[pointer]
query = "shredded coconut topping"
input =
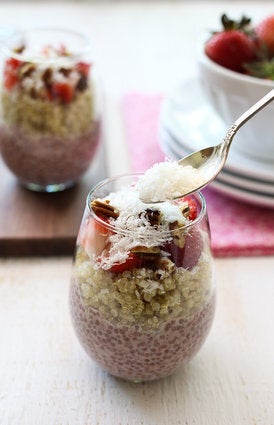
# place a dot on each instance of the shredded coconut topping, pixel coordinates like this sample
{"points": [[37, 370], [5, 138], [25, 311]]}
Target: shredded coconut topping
{"points": [[168, 180]]}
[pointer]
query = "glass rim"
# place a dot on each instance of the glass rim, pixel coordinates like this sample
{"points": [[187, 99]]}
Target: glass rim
{"points": [[201, 215], [7, 50]]}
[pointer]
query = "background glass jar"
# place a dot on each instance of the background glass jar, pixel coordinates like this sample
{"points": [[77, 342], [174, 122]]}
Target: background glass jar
{"points": [[143, 316], [50, 121]]}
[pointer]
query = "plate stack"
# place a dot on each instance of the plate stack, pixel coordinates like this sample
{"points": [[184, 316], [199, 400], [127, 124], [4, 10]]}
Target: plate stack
{"points": [[188, 123]]}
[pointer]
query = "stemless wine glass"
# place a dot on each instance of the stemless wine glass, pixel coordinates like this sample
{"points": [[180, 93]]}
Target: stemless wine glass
{"points": [[142, 294], [50, 117]]}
===============
▶ GIVEN TASK: All of the lines above should be printed exactly, minus the pictures.

▶ EXERCISE RESULT:
[pointer]
query = "shredded coconut topping"
input =
# place a dot on each instance of the shredded coconut topping, pixel coordinates like this sample
{"points": [[37, 370], [5, 138], [25, 311]]}
Target: shredded coconut topping
{"points": [[168, 180]]}
[pointer]
query = "glass rim"
# place a dot on each instance of the glass rim, pixel coordinates like this sample
{"points": [[187, 99]]}
Target: glass rim
{"points": [[201, 215], [7, 50]]}
[pointer]
query = "background glass jar"
# place a dot on each instance of the background glass jar, pixel coordinates like this sample
{"points": [[77, 342], [174, 122]]}
Target: background glass jar
{"points": [[143, 316], [50, 121]]}
[pointer]
query = "plate stack"
# place a dot on each instance of the plate stack, pixel coordinates like this sample
{"points": [[184, 316], [199, 400], [127, 124], [4, 10]]}
Target: plate stack
{"points": [[188, 123]]}
[pointer]
query = "stemless wine glass"
# place a dot on each instance of the stemless wine glass, pixel coordinates like this sample
{"points": [[180, 93]]}
Target: stemless wine glass
{"points": [[142, 294], [50, 117]]}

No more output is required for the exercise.